> _Verilen Metin_
Murat Bozok

Murat Bozok

bozokmurat@gmail.com

Tüm Yazıları

Kurban Bayramı’nın gelmesiyle birlikte ‘et’ yine gündemin baş köşesine oturdu. Ülkemizdeki fine-dining restoranlarda bile açık ara en çok satan ürünün ‘dana antrikot’ olmasına şaşırmamalı. Muhafazakâr erkeklerimizin gururla tek yemek pişirdikleri yer mangal başları değil midir?

Bu kadar ilgi varken, tam da Kurban Bayramı’ndayken, et pişirme tekniklerinden bahsetmek istiyorum. İşe pişirmeyi düşündüğümüz eti tanıyarak başlamalıyız. En kritik ve bilinmeyen noktalardan biri budur. Etler temel olarak ikiye ayırabilir ve mutlaka etlerimizi bu ayırım doğrultusunda pişirmeliyiz. Birinci grup, kaslı etler. İkinci grupsa, kassız etler.

> _Görev 1_
Et pişirme yazısında "Kurban Bayramı’nın gelmesiyle" ile başlayıp "grupsa, kassız etler." ifadesine kadar süren bölümü aynen çoğaltınız.
> _Görev 2_
Et pişirme yazısına göre aşağıdaki soruları yanıtlayınız.
(a) Etin yeniden gündemin baş köşesine oturması hangi bayramın gelmesiyle olmuştur?
(b) Ülkedeki fine-dining restoranlarda bile açık ara en çok satan ürün hangisidir?
(c) Etler temel olarak hangi iki gruba ayrılır?

> _Kaynak Veriler_

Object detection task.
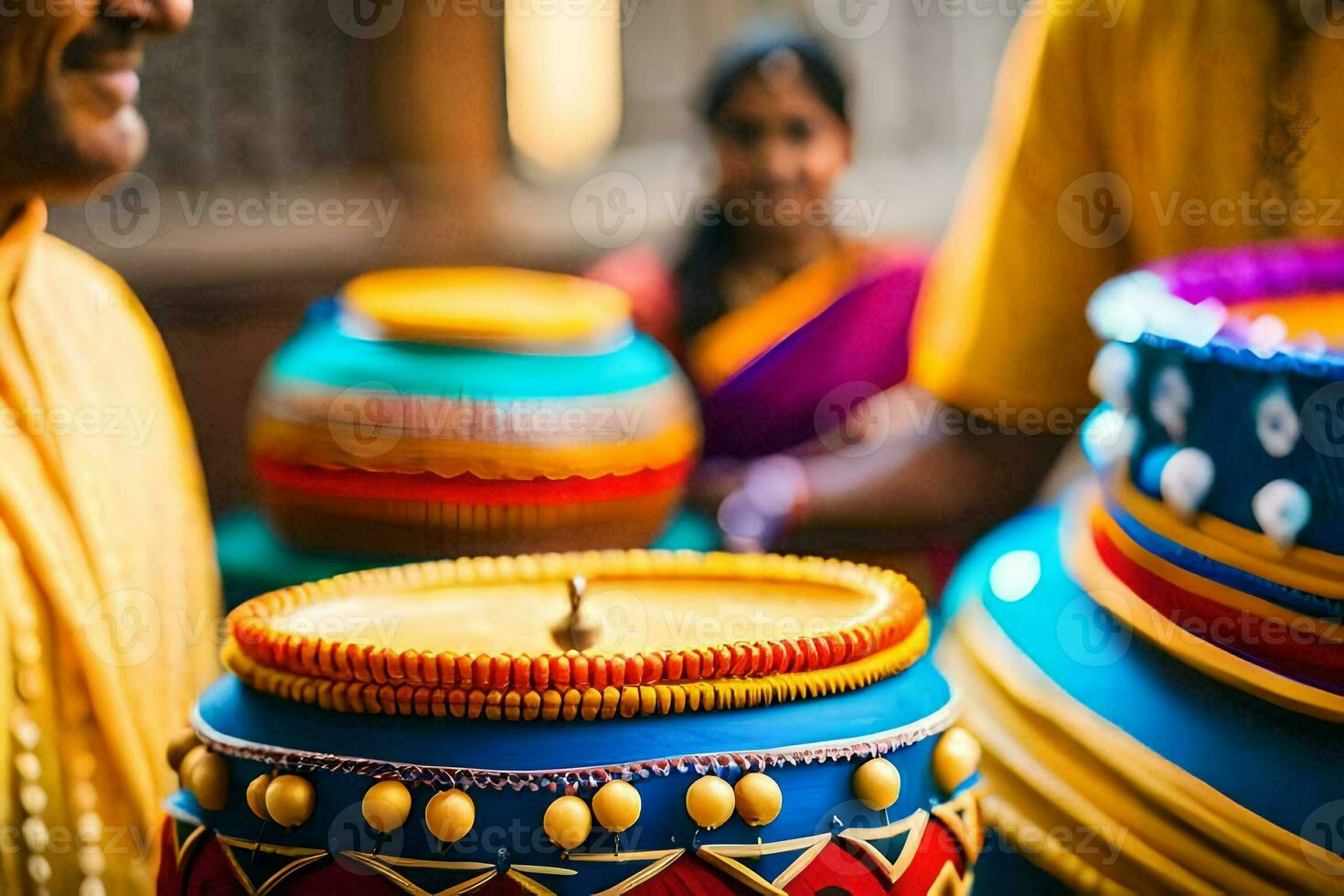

> _Eksiksiz Yanıt 1_
Kurban Bayramı’nın gelmesiyle birlikte ‘et’ yine gündemin baş köşesine oturdu. Ülkemizdeki fine-dining restoranlarda bile açık ara en çok satan ürünün ‘dana antrikot’ olmasına şaşırmamalı. Muhafazakâr erkeklerimizin gururla tek yemek pişirdikleri yer mangal başları değil midir?

Bu kadar ilgi varken, tam da Kurban Bayramı’ndayken, et pişirme tekniklerinden bahsetmek istiyorum. İşe pişirmeyi düşündüğümüz eti tanıyarak başlamalıyız. En kritik ve bilinmeyen noktalardan biri budur. Etler temel olarak ikiye ayırabilir ve mutlaka etlerimizi bu ayırım doğrultusunda pişirmeliyiz. Birinci grup, kaslı etler. İkinci grupsa, kassız etler.

> _Eksiksiz Yanıt 2_
(a) Kurban Bayramı
(b) Dana antrikot
(c) Kaslı etler ve kassız etler